→ TEXT SHOWN

▬▬▬▬▬▬▬▬▬▬

Motorcycle rental prices
CycleBC has a huge range of motorcycles including adventure bikes, sports tourers and cruisers. Way too many to list here.
Click here to have a look at their bike rental page for what’s on offer and the price range per bike.
What the manager says
Mike Gat, Manager at CycleBC says: “Canada’s best feature is the vast amount of nothingness. All of England is 130,000 km2 while British Columbia alone is 944,000 km2 with the population of 4.6 million, that’s less than half of the population of London. British Columbia offers a true sense of adventure that’s getting harder and harder to find these days, couple that with our renowned Canadian hospitality and that’s what makes Canada the perfect riding destination.”
When to go
August guarantees warm, dry weather but there’s less traffic in September and you can wear full kit without getting too hot. Outside of June to September, the Icefields Parkway may be closed due to snow and ice.
What you need
Luggage systems, helmets and gloves are included for riders and pillions, so just pack a jacket, a toothbrush, sun cream and a camera. Of course, taking your own kit is always a good idea as you know it works, fits and is comfortable. Check out our Guide to Choosing Your Own Adventure Riding Gear here.
You will also need your driver’s licence, passport, an International Driver’s Permit is always a good idea and travel insurance. The rental bike will come with its own vehicler insurance.
General travel costs
- Petrol prices fluctuate slightly. Expect to pay around £0.83 per litre
- Return flights to Vancouver cost around £400 on average. Check Skyscanner for up-to-date information and flight bookings.
- B&Bs are popular and cost around £45 a night for a really good one.
- Food and drink costs are similar to UK prices
Our recommended route
We took on the Wild West Canada Route and recommend it.
It took us 14 days and around 1,600 miles. We rode two-up and took our time. It’s a comfortable 9-day trip with one rest day in the middle if you haven’t got the full two weeks. But you will most likely want at least one extra day either side for picking up and dropping off the bike etc.
What makes this route special is that it takes on BC and Alberta, along the Gold Rush Trail, to hot springs, waterfalls, Banff, Lake Louise, the boiling hot desert region of Kamloops, the highest mountain in the Rockies and the epic Icefields Parkway route with its overhanging glaciers – the Icefields are the one thing you cannot miss in BC.
Here’s a map of our Wild West Route and a day-by-day breakdown.

▬▬▬▬▬▬▬▬▬▬

→ EXERCISE GOAL
Continue the British Columbia motorcycle travel guide above, picking up right after its last sentence.

→ RECORDS SUPPLIED
▬▬▬▬▬▬▬▬▬▬

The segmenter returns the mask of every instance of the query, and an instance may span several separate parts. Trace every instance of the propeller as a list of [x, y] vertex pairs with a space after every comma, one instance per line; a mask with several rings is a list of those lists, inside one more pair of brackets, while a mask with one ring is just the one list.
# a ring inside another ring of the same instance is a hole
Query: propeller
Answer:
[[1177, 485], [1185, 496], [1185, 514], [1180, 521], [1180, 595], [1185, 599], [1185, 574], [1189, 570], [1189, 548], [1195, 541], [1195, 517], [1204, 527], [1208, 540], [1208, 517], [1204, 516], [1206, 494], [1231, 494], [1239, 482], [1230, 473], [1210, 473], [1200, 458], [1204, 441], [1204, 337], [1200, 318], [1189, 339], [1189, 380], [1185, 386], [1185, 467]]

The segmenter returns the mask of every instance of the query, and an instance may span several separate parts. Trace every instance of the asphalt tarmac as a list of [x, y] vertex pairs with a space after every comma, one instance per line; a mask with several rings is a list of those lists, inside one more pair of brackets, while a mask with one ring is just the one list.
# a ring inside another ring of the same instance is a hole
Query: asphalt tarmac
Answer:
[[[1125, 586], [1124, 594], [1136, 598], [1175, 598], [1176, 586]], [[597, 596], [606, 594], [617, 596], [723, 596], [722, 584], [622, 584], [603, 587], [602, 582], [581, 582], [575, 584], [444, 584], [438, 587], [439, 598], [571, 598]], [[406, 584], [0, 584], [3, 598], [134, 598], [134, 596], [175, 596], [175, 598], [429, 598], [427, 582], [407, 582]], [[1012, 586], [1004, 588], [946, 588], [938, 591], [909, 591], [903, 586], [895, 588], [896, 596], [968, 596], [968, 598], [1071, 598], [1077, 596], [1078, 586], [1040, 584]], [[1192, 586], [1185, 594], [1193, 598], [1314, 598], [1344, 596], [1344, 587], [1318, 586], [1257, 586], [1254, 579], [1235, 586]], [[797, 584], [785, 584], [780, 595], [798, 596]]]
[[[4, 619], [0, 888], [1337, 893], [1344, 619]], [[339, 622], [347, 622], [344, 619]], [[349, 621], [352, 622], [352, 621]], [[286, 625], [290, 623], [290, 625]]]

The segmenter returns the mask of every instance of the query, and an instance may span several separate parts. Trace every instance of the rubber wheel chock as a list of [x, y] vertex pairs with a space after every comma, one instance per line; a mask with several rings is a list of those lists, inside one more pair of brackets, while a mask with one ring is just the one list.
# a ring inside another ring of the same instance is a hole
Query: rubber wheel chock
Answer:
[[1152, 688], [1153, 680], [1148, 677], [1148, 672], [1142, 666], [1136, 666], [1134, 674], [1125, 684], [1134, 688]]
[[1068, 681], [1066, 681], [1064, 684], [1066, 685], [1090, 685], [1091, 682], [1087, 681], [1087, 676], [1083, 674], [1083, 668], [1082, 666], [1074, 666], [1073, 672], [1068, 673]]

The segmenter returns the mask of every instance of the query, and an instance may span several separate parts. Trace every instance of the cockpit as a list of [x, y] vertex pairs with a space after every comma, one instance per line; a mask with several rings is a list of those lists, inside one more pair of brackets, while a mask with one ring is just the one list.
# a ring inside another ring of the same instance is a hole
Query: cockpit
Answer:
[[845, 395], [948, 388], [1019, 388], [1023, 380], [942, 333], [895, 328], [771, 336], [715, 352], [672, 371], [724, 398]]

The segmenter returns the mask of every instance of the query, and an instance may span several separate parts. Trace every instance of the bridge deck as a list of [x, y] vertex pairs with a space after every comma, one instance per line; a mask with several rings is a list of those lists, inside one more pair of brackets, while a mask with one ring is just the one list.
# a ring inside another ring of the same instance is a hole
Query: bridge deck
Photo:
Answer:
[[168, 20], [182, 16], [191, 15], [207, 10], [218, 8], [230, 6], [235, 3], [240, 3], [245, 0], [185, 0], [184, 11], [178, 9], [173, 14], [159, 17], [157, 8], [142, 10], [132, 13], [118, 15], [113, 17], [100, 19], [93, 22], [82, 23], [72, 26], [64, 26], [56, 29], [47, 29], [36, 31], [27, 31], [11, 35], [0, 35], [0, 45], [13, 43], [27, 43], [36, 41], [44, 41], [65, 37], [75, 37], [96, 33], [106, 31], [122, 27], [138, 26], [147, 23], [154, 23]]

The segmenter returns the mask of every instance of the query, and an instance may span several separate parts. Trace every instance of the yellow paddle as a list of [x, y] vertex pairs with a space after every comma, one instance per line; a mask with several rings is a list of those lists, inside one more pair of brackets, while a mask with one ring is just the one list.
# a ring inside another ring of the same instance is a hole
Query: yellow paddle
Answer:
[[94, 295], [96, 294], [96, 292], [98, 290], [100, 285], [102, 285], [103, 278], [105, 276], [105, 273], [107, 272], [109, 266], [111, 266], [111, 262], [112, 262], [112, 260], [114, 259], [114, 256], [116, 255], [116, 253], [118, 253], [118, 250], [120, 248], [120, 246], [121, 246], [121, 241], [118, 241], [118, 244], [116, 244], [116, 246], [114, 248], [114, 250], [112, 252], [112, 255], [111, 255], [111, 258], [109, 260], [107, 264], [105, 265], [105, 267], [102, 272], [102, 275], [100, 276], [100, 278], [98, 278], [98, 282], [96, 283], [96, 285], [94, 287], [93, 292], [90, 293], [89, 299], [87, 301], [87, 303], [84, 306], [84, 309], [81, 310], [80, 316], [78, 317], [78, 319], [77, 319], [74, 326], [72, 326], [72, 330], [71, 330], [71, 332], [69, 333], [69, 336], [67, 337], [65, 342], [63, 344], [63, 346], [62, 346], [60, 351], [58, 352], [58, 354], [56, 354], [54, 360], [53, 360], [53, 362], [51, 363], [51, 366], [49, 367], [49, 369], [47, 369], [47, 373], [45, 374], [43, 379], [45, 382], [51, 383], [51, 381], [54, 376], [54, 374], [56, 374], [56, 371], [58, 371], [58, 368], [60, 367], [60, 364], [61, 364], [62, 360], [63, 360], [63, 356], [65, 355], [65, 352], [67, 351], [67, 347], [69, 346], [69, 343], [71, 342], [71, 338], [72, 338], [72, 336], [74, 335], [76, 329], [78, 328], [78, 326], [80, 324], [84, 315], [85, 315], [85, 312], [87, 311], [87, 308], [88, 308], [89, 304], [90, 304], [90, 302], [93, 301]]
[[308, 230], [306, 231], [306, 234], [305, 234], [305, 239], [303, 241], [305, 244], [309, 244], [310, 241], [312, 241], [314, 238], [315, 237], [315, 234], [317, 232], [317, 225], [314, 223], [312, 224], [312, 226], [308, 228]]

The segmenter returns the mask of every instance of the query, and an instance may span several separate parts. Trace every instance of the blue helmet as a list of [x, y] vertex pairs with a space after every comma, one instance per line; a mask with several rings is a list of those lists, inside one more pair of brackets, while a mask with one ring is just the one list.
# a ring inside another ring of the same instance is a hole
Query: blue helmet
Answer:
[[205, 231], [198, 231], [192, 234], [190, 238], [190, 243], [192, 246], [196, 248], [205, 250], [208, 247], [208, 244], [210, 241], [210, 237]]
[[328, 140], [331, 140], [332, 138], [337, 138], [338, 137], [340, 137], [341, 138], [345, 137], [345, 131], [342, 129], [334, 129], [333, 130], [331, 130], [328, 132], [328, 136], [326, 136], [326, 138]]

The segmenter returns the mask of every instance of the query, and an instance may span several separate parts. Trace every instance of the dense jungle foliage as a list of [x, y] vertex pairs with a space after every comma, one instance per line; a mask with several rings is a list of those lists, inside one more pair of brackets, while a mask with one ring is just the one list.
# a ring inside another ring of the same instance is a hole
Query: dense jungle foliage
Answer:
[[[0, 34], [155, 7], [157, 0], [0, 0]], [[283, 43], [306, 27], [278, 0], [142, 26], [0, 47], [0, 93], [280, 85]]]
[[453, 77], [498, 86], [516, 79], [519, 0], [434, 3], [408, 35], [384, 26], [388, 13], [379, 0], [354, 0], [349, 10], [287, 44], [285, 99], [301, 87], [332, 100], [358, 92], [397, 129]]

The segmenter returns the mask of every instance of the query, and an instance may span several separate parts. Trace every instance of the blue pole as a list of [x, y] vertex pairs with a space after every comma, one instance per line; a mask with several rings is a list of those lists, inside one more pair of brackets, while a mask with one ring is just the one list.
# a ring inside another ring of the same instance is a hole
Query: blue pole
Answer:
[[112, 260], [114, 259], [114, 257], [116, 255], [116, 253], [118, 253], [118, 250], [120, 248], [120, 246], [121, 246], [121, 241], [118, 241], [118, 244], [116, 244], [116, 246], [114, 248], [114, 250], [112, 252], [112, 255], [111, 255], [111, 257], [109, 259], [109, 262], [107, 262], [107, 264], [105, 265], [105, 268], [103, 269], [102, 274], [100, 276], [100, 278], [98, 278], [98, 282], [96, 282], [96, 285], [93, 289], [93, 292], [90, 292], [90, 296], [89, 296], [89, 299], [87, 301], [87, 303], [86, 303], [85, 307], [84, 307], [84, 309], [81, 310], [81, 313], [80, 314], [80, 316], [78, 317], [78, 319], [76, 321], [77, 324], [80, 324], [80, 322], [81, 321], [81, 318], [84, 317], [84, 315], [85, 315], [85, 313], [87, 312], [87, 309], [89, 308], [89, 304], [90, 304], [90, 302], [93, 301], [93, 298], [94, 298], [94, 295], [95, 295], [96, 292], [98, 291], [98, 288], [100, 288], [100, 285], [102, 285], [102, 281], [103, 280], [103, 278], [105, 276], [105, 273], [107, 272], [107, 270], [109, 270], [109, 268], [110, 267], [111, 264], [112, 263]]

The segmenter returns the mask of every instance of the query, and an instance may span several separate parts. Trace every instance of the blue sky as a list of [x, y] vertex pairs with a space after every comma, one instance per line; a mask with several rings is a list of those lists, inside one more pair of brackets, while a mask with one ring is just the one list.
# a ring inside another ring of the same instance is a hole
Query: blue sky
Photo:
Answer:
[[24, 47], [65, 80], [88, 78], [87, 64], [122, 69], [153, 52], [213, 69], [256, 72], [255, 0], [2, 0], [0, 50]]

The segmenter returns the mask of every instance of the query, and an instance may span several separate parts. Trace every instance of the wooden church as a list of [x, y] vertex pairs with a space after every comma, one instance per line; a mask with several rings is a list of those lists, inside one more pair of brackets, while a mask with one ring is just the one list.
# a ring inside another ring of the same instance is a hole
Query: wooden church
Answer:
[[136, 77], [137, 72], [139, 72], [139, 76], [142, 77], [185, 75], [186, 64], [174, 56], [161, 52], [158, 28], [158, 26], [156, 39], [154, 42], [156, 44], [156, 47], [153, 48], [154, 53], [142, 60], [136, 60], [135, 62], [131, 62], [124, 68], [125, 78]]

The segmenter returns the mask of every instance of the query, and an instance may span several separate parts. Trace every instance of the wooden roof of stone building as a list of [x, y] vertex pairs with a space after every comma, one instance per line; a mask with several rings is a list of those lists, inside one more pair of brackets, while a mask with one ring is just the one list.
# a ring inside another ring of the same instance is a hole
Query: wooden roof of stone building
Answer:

▬▬▬▬▬▬▬▬▬▬

→ RESPONSE TO THIS EXERCISE
Motorcycling the Canadian Rockies
Day by day route
Day 1: Vancouver to Whistler 100 miles
Stanley Park, Lion’s Gate Bridge, Highway 99, Sea to Sky Highway to the world-famous ski resort town of Whistler
Day 2: Whistler to Kelowna 260 miles
Pemberton, into the mountains, Coast Range Mountains, cowboy country past cattle ranches to Kelowna.
Day 3: Kelowna to Ainsworth Hot Springs 230 miles
The route changes from hills to mountains. You’ll ride through the Kootenay Mountain region, famous for ski resorts, breweries and the hot springs of Ainsworth.
Day 4: Ainsworth Hot Springs to Revelstoke 135 miles
Brilliant roads that flit between tarmac and little ferry crossings over turquoise blue lakes. There are plenty of hidden gems and off-piste routes here, so take a little extra time to dig them out.
Day 5: Revelstoke to Banff 205 miles
Storied Kicking Horse Pass, narrow valleys and plenty of switchbacks.
Day 6: Rest Day in Banff
Day 7: Banff to Mount Robson 235 miles
This one’s special. Today is the Icefields Parkway and one of the best roads in the world. Mount Robson is the highest mountain in the Canadian Rockies are the riding around that area is very cool. You’ll probably see the most wildlife of your trip on this stretch too.
Day 8: Mount Robson to Kamloops 230 miles
Follow the Thompson River and the Canadian National Railway Line. Kamloops is the wild west part of BC. It was 42C when we arrived. It’s an arid desert region.
Day 9: Kamloops to Vancouver 280 miles
Follow the 1800’s Gold Rush Trail through Fraser River Canyon from Cache Creek to Hope and stop off at Hell’s Gate Canyon, jump onto the Trans Canada Highway before arriving back in Vancouver.